- Opening Delimiter -
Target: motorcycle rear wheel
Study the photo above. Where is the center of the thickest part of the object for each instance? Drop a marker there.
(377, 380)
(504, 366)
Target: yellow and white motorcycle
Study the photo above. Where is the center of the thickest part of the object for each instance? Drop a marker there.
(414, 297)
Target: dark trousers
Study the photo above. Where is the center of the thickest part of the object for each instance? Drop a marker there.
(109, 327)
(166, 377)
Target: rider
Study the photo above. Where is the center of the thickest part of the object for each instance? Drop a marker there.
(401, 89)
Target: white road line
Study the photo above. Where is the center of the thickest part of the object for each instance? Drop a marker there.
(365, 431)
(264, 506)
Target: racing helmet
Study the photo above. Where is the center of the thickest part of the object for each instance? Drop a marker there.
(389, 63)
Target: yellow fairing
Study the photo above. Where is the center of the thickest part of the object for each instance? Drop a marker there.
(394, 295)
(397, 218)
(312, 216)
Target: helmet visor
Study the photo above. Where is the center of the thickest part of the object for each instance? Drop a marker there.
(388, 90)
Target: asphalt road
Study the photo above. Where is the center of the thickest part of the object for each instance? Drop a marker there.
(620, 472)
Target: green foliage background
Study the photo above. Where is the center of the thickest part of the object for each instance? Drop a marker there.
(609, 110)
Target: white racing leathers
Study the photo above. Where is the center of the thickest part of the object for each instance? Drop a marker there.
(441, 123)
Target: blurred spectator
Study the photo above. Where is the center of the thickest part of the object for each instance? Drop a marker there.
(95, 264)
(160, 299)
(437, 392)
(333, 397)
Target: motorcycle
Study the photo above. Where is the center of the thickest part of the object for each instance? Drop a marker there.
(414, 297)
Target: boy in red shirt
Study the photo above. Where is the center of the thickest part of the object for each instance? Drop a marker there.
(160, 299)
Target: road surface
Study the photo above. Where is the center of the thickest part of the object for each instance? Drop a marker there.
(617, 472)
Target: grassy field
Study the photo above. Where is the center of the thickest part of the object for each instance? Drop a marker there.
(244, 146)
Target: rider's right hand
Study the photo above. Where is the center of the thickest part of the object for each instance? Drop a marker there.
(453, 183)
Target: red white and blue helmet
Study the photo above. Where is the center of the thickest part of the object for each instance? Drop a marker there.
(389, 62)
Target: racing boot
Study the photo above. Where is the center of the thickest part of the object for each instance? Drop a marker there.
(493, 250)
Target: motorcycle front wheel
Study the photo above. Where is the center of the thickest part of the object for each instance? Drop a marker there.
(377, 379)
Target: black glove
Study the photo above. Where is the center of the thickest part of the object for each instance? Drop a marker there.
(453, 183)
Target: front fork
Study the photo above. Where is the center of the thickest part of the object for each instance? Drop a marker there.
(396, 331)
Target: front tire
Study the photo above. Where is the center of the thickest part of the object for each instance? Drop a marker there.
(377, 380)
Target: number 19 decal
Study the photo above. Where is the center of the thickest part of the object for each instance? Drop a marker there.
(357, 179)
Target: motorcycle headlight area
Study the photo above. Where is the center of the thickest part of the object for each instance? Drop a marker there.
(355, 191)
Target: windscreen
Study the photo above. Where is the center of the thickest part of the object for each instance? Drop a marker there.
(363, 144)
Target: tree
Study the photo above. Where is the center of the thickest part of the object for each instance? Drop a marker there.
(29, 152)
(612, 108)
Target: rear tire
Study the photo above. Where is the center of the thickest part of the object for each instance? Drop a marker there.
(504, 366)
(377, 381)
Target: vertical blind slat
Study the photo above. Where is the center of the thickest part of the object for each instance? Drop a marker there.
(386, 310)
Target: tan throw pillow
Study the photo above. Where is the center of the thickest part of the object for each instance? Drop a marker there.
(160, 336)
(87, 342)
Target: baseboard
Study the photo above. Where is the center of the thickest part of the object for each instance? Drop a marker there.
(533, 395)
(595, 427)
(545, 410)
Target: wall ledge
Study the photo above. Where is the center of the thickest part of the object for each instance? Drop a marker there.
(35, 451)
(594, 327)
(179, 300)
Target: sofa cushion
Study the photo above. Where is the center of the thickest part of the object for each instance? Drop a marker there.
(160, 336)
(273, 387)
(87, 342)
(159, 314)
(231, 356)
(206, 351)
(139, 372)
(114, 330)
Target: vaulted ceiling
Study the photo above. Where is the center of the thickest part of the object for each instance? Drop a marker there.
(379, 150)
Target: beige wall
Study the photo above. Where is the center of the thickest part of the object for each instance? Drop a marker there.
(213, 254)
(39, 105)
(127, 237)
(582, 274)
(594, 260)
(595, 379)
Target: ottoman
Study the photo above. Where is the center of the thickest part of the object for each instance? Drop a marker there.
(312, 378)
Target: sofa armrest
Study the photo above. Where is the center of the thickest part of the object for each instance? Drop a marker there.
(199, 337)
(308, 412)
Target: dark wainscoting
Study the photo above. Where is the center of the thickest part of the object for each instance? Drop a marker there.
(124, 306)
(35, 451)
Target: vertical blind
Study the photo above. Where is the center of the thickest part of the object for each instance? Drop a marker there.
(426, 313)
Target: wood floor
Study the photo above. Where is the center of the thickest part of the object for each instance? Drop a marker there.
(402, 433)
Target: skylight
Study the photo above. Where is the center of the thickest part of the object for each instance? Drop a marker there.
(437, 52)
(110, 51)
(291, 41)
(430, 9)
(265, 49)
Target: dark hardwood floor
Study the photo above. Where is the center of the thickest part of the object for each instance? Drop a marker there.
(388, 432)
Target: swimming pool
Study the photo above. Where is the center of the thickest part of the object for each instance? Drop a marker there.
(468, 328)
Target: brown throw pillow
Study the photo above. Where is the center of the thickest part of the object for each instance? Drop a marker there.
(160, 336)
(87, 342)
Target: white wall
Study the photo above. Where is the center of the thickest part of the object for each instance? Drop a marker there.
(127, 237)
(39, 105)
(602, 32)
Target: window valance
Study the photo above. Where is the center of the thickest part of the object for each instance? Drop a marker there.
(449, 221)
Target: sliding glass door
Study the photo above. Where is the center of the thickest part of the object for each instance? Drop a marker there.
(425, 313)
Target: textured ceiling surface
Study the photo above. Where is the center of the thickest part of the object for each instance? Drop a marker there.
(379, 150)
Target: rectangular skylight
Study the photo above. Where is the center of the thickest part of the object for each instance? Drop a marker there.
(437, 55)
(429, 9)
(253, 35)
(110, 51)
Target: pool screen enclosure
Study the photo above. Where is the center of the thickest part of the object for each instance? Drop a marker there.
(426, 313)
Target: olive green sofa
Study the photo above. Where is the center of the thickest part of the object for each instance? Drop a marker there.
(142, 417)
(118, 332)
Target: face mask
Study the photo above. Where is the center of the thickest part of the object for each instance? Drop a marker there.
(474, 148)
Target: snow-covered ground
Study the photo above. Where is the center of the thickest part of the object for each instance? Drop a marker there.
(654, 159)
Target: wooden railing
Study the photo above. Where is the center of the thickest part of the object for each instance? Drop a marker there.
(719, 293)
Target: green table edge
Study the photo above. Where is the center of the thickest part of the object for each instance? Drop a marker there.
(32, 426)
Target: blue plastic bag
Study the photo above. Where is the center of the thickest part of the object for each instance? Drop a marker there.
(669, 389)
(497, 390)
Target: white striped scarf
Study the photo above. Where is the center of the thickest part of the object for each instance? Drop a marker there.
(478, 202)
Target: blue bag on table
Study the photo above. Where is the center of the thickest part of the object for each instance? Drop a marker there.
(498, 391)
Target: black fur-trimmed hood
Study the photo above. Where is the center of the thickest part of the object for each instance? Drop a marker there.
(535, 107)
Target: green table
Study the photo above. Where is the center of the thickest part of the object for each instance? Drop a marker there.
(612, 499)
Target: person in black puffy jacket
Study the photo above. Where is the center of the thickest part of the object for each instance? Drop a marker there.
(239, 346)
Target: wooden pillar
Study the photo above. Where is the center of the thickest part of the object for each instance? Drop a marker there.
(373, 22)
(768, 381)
- Closing Delimiter -
**Instructions to follow**
The lines holding the word "helmet" are the answer. Pull them out of the records and copy them.

**Solution to the exercise**
Target: racing helmet
Target: helmet visor
Target: red white and blue helmet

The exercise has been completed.